# Texte à lire:
Collectif insolite, avec en tête de liste Dose One et Jel, Subtle en veut, en remontre à ces étroits préceptes, ceux en règle sur les ondes, le beat bien en place, les samples concis et alléchants, quelques boucles de synthé facile, un flow goguenard et complice. À la poubelle. L’esprit foutraque, leur musique à eux est celle d’un laboratoire imprévisible, échantillonnant sans relâche. Le dogme suprême est de ne pas en avoir. Le champ d’action est infini. Les chansons, des labyrinthes aux détours desquels les rythmes s’annulent, ou rejaillissent sur d’autres parcours. Loin d’être insondables, mais incroyablement élastiques. Bondissant d’une plate-forme à une autre, en visitant les genres dans une dynamique aventureuse, multipliant les rythmes et les ambiances à l’envie. L’album est composé de onze titres, mais c’est comme s’il n’y avait qu’une seule et longue suite, alignant les composés les uns après les autres, enchaînement fluide mais où pourtant les heurts, nés de la rencontre des différents produits, se font sentir à chaque instant. Du rock à l’ambient, de la pop au folk psyché, avec un phrasé hip-hop atypique, nasillard et joueur (celui de Dose One, on songe à Cypress Hill) qui - cette fois à l’instar de Why ? - se détourne souvent en chant. Un chant d’illuminé ayant trop goûté aux sirops bariolés des Animal Collective.

# Données fournies:
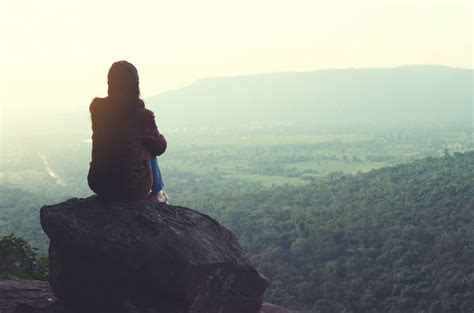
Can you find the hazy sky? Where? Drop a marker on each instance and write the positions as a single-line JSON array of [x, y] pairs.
[[56, 53]]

# Consigne:
Répondez brièvement aux questions suivantes sur le texte consacré au collectif Subtle.
(a) Quels noms figurent en tête de liste du collectif ?
(b) De combien de titres l'album est-il composé ?
(c) À quel groupe le phrasé hip-hop de Dose One fait-il songer ?

# Résultat attendu:
(a) Dose One et Jel.
(b) Onze titres.
(c) Cypress Hill.